## What the task requires
Rewrite all the items below as a numbered list, and leave out any blank lines.

Collected data:
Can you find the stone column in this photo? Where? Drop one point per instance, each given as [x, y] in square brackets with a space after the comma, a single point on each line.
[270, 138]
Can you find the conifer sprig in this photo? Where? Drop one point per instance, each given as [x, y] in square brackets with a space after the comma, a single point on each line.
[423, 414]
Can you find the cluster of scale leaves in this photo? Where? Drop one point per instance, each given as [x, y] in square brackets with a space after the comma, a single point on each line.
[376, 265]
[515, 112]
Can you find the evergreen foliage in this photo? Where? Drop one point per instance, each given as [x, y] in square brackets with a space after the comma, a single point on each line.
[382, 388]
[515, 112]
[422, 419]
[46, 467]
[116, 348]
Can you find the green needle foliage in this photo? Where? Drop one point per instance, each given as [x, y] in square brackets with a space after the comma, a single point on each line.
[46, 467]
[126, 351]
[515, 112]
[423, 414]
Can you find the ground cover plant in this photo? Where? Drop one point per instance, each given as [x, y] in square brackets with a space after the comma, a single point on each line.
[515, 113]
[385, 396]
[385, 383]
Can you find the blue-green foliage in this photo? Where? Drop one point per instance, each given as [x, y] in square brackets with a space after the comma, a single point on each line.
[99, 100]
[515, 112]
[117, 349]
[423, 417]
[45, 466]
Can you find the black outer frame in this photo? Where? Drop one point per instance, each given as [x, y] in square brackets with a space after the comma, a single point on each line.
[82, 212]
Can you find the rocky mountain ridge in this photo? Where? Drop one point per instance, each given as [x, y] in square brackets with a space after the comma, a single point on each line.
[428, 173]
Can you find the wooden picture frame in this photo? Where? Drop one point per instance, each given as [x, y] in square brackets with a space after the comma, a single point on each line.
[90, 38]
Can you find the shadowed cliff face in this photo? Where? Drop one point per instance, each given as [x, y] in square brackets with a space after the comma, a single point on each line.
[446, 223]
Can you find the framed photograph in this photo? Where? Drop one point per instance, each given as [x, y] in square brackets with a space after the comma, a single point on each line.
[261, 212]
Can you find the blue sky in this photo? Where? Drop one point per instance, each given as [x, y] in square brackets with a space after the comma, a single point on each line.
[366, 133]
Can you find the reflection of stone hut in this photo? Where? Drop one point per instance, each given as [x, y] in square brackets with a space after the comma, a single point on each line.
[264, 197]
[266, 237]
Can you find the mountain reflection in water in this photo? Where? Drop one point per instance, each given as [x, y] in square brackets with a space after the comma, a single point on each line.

## Exercise output
1. Can you find the stone column in this photo? Where? Drop one point per instance, each given as [x, y] in square brackets with a space after the comma, a single point on each line.
2. [270, 138]
3. Can you find the conifer sprig in this photo? Where? Drop one point per instance, each given as [x, y] in square brackets with a space after the comma, a single point on each line.
4. [423, 414]
5. Can you find the cluster of scale leaves in this photo? Where? Drop one point per instance, each given as [x, y] in square brackets with a space after the comma, a single point on each line.
6. [376, 265]
7. [515, 112]
8. Can you find the evergreen foliage in this photo? Where? Drop one point per instance, each given as [x, y] in square brackets with a space after the comma, a single point on each line.
9. [382, 388]
10. [515, 112]
11. [422, 419]
12. [46, 467]
13. [116, 348]
14. Can you find the green needle foliage in this photo? Where? Drop one point per instance, each given as [x, y] in square brackets with a space after the comma, a single point on each line.
15. [46, 467]
16. [126, 351]
17. [515, 112]
18. [423, 414]
19. Can you find the ground cover plant in this photo? Where? Drop one point per instance, each given as [x, y] in square brackets with a space after the comma, a single point on each line.
20. [515, 113]
21. [385, 396]
22. [385, 383]
23. Can you find the blue-green foliage in this photo? Where? Drop one point per instance, each given as [x, y] in square brackets with a space after the comma, a single point on each line.
24. [99, 100]
25. [515, 112]
26. [117, 349]
27. [423, 417]
28. [45, 466]
29. Can you find the black outer frame in this photo? Where? Drop one point per instance, each given as [x, y] in square brackets with a space after the comma, a single point on each line.
30. [82, 212]
31. Can you find the rocky mountain ridge in this photo? Where? Drop one point per instance, each given as [x, y] in square brackets with a space after the comma, a single point on each line.
32. [428, 173]
33. Can you find the wooden picture frame in this photo? Where? Drop one point per instance, each given as [x, y] in square brackets with a space after the comma, a single point on each line.
34. [90, 38]
35. Can you find the shadowed cliff face in this photo? Where? Drop one point per instance, each given as [x, y] in square brackets with a space after the comma, a single point on each line.
36. [446, 223]
37. Can you find the framed photograph in this photo? Where? Drop one point per instance, each given as [x, y] in square brackets with a space after the comma, a single point on each line.
38. [261, 212]
39. Can you find the blue sky in this photo? Where? Drop one point per instance, each given as [x, y] in square brackets with a space after the comma, a single point on each line.
40. [366, 133]
41. Can you find the reflection of stone hut in this photo? Where? Drop one point per instance, each given as [x, y] in square brackets with a space after the comma, a single point on each line.
42. [264, 197]
43. [266, 237]
44. Can you find the mountain reflection in water in this photo? Where? Drop one point per instance, each given as [x, y] in square brackets with a space after the comma, a single point on each line.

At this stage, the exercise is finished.